● **Exercise**
Write the listing out again, all of it, word for word.
— BEGIN Exercise materials —
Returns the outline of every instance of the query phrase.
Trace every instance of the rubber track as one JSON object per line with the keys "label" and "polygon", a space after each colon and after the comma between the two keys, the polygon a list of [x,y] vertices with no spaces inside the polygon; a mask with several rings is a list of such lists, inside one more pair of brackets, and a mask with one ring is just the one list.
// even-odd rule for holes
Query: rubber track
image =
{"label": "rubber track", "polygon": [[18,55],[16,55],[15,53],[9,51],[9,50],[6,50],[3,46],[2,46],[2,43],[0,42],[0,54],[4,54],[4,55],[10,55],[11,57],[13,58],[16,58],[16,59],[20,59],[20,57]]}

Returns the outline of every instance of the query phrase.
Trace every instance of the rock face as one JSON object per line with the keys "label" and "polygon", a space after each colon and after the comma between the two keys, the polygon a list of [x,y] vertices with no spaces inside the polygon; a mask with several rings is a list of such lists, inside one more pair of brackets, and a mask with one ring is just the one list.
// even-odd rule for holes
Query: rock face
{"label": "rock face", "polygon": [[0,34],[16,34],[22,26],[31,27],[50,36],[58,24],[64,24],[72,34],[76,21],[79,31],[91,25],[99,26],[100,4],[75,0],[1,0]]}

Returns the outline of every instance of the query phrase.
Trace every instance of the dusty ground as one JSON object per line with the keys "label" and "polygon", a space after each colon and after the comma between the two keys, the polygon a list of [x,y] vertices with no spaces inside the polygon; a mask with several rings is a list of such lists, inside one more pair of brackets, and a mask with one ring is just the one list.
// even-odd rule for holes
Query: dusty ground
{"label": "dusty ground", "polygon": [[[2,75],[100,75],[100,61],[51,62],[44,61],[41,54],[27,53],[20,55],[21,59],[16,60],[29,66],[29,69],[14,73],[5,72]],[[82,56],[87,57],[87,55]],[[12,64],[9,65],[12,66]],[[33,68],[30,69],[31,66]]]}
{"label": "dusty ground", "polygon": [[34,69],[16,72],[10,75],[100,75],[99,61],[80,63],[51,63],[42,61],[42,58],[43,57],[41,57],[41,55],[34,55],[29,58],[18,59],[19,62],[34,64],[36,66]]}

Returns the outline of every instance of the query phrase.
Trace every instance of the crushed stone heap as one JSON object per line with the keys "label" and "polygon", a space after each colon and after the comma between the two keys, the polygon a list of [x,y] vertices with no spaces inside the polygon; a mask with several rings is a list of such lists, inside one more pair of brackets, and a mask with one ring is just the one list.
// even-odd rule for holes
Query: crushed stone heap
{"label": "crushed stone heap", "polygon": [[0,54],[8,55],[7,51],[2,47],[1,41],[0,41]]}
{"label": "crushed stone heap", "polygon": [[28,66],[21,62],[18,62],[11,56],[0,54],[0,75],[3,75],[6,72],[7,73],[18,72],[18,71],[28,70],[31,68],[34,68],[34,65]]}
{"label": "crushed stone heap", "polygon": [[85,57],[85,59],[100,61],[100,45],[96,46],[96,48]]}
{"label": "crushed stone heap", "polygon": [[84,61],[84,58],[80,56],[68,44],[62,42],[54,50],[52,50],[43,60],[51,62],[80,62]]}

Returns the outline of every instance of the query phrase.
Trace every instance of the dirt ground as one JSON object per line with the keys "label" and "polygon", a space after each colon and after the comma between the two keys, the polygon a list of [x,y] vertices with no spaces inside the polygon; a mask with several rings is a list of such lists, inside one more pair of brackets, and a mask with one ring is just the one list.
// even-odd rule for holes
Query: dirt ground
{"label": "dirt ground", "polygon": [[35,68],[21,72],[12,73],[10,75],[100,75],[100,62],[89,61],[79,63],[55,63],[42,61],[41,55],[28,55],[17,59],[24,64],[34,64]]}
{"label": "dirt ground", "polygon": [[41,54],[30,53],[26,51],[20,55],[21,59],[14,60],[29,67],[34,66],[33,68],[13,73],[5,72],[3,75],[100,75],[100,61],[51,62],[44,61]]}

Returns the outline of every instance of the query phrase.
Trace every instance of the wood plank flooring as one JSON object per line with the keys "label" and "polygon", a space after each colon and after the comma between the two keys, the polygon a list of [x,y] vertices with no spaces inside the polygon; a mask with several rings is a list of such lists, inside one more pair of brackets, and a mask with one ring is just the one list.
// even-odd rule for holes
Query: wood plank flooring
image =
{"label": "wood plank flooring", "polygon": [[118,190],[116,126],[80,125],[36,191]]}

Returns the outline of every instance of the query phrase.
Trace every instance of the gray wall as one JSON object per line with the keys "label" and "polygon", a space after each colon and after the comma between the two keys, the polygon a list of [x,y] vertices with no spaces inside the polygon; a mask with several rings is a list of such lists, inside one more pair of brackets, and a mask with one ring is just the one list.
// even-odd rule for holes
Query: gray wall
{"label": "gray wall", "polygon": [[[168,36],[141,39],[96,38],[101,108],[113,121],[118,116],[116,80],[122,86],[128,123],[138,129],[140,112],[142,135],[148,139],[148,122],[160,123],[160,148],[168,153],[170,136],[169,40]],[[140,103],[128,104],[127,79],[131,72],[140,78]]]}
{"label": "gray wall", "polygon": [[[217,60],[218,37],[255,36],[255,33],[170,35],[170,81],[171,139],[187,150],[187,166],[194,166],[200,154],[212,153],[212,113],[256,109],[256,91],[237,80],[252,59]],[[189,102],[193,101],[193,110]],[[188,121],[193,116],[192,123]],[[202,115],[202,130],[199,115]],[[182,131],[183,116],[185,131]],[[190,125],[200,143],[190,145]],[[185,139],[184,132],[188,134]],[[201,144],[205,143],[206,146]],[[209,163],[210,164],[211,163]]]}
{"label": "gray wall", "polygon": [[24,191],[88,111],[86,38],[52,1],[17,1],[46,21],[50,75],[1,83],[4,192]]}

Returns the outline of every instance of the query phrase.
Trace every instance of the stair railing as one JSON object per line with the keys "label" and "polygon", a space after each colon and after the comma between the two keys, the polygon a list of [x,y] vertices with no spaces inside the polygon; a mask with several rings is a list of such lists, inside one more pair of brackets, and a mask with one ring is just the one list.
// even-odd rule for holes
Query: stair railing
— END Exercise materials —
● **Output for this task**
Returns the outline of every instance of the query phrase.
Trace every instance of the rubber track as one JSON object per line with the keys "label" and "polygon", a space after each colon and after the comma between the two keys, the polygon a list of [x,y] vertices with no spaces inside the polygon; a mask with several rings is a list of such lists, inside one more pair of brackets, and a mask with one ring is just the one list.
// even-odd rule for holes
Query: rubber track
image =
{"label": "rubber track", "polygon": [[18,55],[16,55],[15,53],[9,51],[9,50],[6,50],[3,46],[2,46],[2,43],[0,42],[0,54],[4,54],[4,55],[10,55],[11,57],[13,58],[16,58],[16,59],[20,59],[20,57]]}

Returns the outline of every instance of the query phrase.
Trace every instance of the rock face as one JSON object per line with the keys "label" and "polygon", a space after each colon and after the comma between the two keys, the polygon a list of [x,y] vertices with no spaces inside the polygon; a mask with several rings is a list of such lists, inside one more pair of brackets, and a mask with one ring is just the one list.
// even-odd rule for holes
Query: rock face
{"label": "rock face", "polygon": [[0,34],[16,34],[22,26],[31,27],[50,36],[58,24],[64,24],[72,34],[76,21],[79,31],[91,25],[99,26],[100,4],[75,0],[1,0]]}

Returns the outline of every instance of the query phrase.
Trace every instance of the dusty ground as one JSON object per line with the keys "label" and "polygon", a space after each colon and after the comma between the two keys, the polygon a list of [x,y] vertices with no spaces inside the polygon; a mask with several rings is a list of such lists, inside one more pair of brackets, and a mask with one ring is just the one list.
// even-odd rule for holes
Query: dusty ground
{"label": "dusty ground", "polygon": [[[2,75],[100,75],[100,61],[51,62],[44,61],[41,54],[27,53],[20,55],[21,59],[16,60],[29,66],[29,69],[14,73],[5,72]],[[82,56],[87,57],[87,55]],[[12,64],[9,65],[12,66]],[[33,68],[30,69],[31,66]]]}
{"label": "dusty ground", "polygon": [[34,69],[16,72],[10,75],[100,75],[99,61],[80,63],[51,63],[42,61],[42,58],[43,57],[41,57],[41,55],[34,55],[29,58],[18,59],[19,62],[34,64],[36,66]]}

Returns the outline of every instance of the query phrase.
Trace every instance of the crushed stone heap as one JSON object per line with the keys "label" and "polygon", a space after each colon and after the comma between the two keys, the polygon a list of [x,y] vertices with no spaces inside the polygon; a mask with several rings is a list of such lists, inside one more pair of brackets, and a mask with one ring is just the one list.
// even-odd rule for holes
Query: crushed stone heap
{"label": "crushed stone heap", "polygon": [[0,54],[8,55],[7,51],[2,47],[1,41],[0,41]]}
{"label": "crushed stone heap", "polygon": [[28,66],[21,62],[18,62],[11,56],[0,54],[0,75],[3,75],[6,72],[7,73],[18,72],[18,71],[28,70],[31,68],[34,68],[34,65]]}
{"label": "crushed stone heap", "polygon": [[85,57],[85,59],[100,61],[100,45],[96,46],[96,48]]}
{"label": "crushed stone heap", "polygon": [[84,61],[84,58],[80,56],[68,44],[62,42],[54,50],[52,50],[43,60],[51,62],[80,62]]}

Returns the outline of every instance of the query phrase.
Trace every instance of the dirt ground as one JSON object per line with the keys "label" and "polygon", a space after each colon and after the comma between the two keys, the polygon a list of [x,y] vertices with no spaces inside the polygon; a mask with several rings is a list of such lists, inside one more pair of brackets, and a mask with one ring is just the one list.
// even-odd rule for holes
Query: dirt ground
{"label": "dirt ground", "polygon": [[35,68],[21,72],[12,73],[10,75],[100,75],[100,62],[89,61],[79,63],[55,63],[42,61],[41,55],[28,55],[17,59],[24,64],[34,64]]}
{"label": "dirt ground", "polygon": [[41,54],[30,53],[26,51],[20,55],[21,59],[14,60],[29,67],[34,66],[33,68],[13,73],[5,72],[3,75],[100,75],[100,61],[51,62],[44,61]]}

Returns the outline of every instance of the query phrase.
Trace every instance of the wood plank flooring as one JSON object per line with the keys "label" and "polygon", a space after each colon and after the comma between the two keys, the polygon a list of [x,y] vertices with no spaces inside the polygon; a mask with several rings is a list of such lists, inside one more pair of brackets, and a mask with one ring is just the one list.
// even-odd rule for holes
Query: wood plank flooring
image =
{"label": "wood plank flooring", "polygon": [[118,190],[116,126],[80,125],[36,191]]}

Returns the outline of every instance of the query phrase.
Trace every instance of the gray wall as one JSON object per line with the keys "label" and "polygon", a space after each colon and after the comma between the two keys, the polygon a list of [x,y] vertices with no spaces inside the polygon; a mask with several rings is a list of such lists, inside one more pair of brackets, and a mask with one ring is just the one list.
// even-odd rule for holes
Query: gray wall
{"label": "gray wall", "polygon": [[[168,36],[141,39],[96,38],[101,108],[113,121],[118,116],[116,80],[122,86],[128,123],[138,129],[140,112],[142,135],[148,139],[148,122],[160,123],[160,148],[168,153],[170,136],[169,40]],[[140,103],[128,104],[127,79],[131,72],[140,78]]]}
{"label": "gray wall", "polygon": [[[217,60],[218,37],[255,36],[255,33],[170,35],[170,81],[171,139],[187,150],[187,166],[194,166],[200,154],[212,153],[212,113],[256,109],[256,91],[237,80],[252,59]],[[189,102],[193,101],[193,110]],[[188,121],[193,116],[192,123]],[[202,115],[202,130],[199,115]],[[182,131],[183,116],[185,131]],[[190,125],[200,143],[190,145]],[[185,139],[184,132],[188,134]],[[201,144],[205,143],[206,146]],[[209,163],[210,164],[211,163]]]}
{"label": "gray wall", "polygon": [[24,191],[88,111],[86,38],[52,1],[17,1],[46,21],[50,75],[1,83],[4,192]]}

Returns the outline of every instance of the query phrase.
Trace every instance of the stair railing as one JSON object per line with the keys "label" and "polygon", a space after each colon and after the comma between the two keys, the polygon a list of [x,y] vertices with no spaces inside the polygon; a mask with several rings is a list of such lists, inside one more pair of brackets, and a mask with one ring is just the one list.
// even-odd rule for holes
Query: stair railing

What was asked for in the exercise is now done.